* _TO DO_:
1. From the clipper thread, list every trait that the post by sidewinder gives for bad clippers.
2. Please explain why the clipper thread advises ordering an extra blade head with the Wahl Bravura.
3. Pick up the clipper thread where it ends and write the next part.
┌─ GIVEN TEXT
# What makes good clippers "good"?



## PoodleFoster (May 25, 2013)

Wahl Bravura:
good company, good customer service
nice size to hold (especially if you have small hands like mine)
Multiple blades in one blade head
Comes with combs, a bonus
cordless
REally good for nervous dogs, quieter than a corded model
easy to maintain, make sure you order an extra blade head (becuase if you drop it on a hard surface, you may break the little plastic piece that holds it onto the body....don't ask how I know this)
REALLY good for inbetween trims, face, feet, poop shoot

Cheaper clippers will result in a poor finish and becaue they are usually slow, or don't have enough power, you'll get discouraged. The novice groomer road is paved with many clippers that were not a good investment in the beginning.

**If you're going to learn, get a good clipper to start out.

good luck


----------



## Malasarus (Apr 4, 2016)

It is easy to tell a good clipper from a bad one once you've had to use both. Ultimately the big things are often noise, power, and most of all reliability! You can pay $40 for a pair, or you can spend $140 for a pair... And I can guarantee you that $40 pair will have to be replaced within a few good all-over clippings. You will ultimately save money if you buy a good clipper from the beginning.


----------



## sidewinder (Feb 3, 2016)

Good clippers are precision made. The motor is steady and strong. The blades cut evenly and smoothly. The motor is relatively quiet and vibration free. A precision tool!

Bad clippers are just rougher. They shake in your hand. They don't have as much power. The blades don't want to cut as well because of the lack of power. They are NOISY. They vibrate on the dog's skin...irritating.
└─
┌─ DATA
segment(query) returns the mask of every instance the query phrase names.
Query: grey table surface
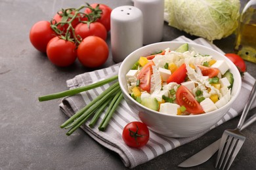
└─
* _OUTPUTS BY TASK_:
1.
- They are rougher.
- They shake in your hand.
- They don't have as much power.
- The blades don't cut as well because of the lack of power.
- They are noisy.
- They vibrate on the dog's skin, which is irritating.

2. If the clipper is dropped on a hard surface, the little plastic piece that holds the blade head onto the body may break. A spare blade head covers that risk.

3.
The Bravura is really nice, but it is expensive because it's cordless, with a long life lithium battery . You could get a really good corded clipper for a little less. If it has interchangable blades, you will need several different ones. It's nice to have duplicates for when the one you are using gets hot, or when it's out being sharpened. With a Bravura, you will need the set of stainless combs, the Bravura's blade is adjustable, but only goes so far. For a longer cut, you will need the combs. You will need (ideally) 2 pairs of good scissors...one curved, one straight. A good slicker and a good pin brush. A greyhound comb. Nail trimmers and/or a dremel.


----------



## seminolewind (Mar 11, 2016)

A few days ago I went with the recommended clippers here and got a Bravura. I have 2 Oster A-5's and one Andis. Those 3 are great models but I must be jinxed because I could never get them to clip good. Even with new blades. No idea why.

The Bravura worked like butter. Cordless is great and it's pretty quiet. I like the combs.


----------



## lily cd re (Jul 23, 2012)

I like that the Bravura is cordless, quiet and light. It is well worth the investment, but shop around sometimes there are sales.


----------



## peccan (Aug 26, 2014)

Cheap clippers will do fine with soft puppy coat but when the Poodley wire starts coming in, you'll practically hear the clippers gasp and faint :lol: I've used a 40-euro clipper and a 150-euro clipper on the exact same puppy butt when Sulo's coat change had just gotten obvious, and the cheap one felt like carving wood with a spoon. The other one felt like slicing into creamed butter with a hot knife, it was worlds apart.

Power, it's all about the power! Better clippers will also have things like s blade-separation knob that let you get between the blades when you clean it, and adjustable blade length instead of having to switch between half a dozen different blades. Spare blades, additional batteries, and add-ons such as combs will be easier to find.


----------



## sidewinder (Feb 3, 2016)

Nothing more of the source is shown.